■ DESCRIPTION OF THE TASK ■
Each entry must be reproduced precisely as it stands.
------ DATA SHOWN
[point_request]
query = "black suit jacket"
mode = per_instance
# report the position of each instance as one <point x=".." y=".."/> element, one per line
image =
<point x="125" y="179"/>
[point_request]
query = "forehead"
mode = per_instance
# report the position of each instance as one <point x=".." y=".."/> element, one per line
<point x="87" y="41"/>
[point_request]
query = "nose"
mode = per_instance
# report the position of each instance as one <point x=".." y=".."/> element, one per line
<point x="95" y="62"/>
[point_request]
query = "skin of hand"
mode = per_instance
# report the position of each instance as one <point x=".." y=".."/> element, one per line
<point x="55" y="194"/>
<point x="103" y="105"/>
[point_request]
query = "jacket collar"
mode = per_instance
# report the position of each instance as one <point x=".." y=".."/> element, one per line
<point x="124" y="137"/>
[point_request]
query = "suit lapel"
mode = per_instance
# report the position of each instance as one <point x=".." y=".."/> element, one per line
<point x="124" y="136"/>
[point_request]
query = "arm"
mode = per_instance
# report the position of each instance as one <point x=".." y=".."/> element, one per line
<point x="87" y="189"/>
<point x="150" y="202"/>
------------
■ WORKED SOLUTION ■
[point_request]
query = "black suit jacket"
mode = per_instance
# report the position of each instance as one <point x=".." y=".."/> element, one per line
image =
<point x="125" y="179"/>
[point_request]
query = "forehead"
mode = per_instance
# report the position of each instance as one <point x=".." y=".."/> element, one per line
<point x="87" y="41"/>
[point_request]
query = "nose"
mode = per_instance
# report the position of each instance as one <point x=".." y=".."/> element, one per line
<point x="95" y="62"/>
[point_request]
query = "skin of hand"
mode = per_instance
# report the position of each instance as one <point x=".." y=".."/> element, one per line
<point x="55" y="194"/>
<point x="103" y="105"/>
[point_request]
query = "jacket collar"
mode = per_instance
# report the position of each instance as one <point x=".." y=".."/> element, one per line
<point x="124" y="137"/>
[point_request]
query = "suit lapel"
mode = per_instance
# report the position of each instance as one <point x=".." y=".."/> element, one per line
<point x="124" y="136"/>
[point_request]
query = "arm"
mode = per_instance
# report the position of each instance as one <point x=".." y=".."/> element, one per line
<point x="87" y="189"/>
<point x="150" y="202"/>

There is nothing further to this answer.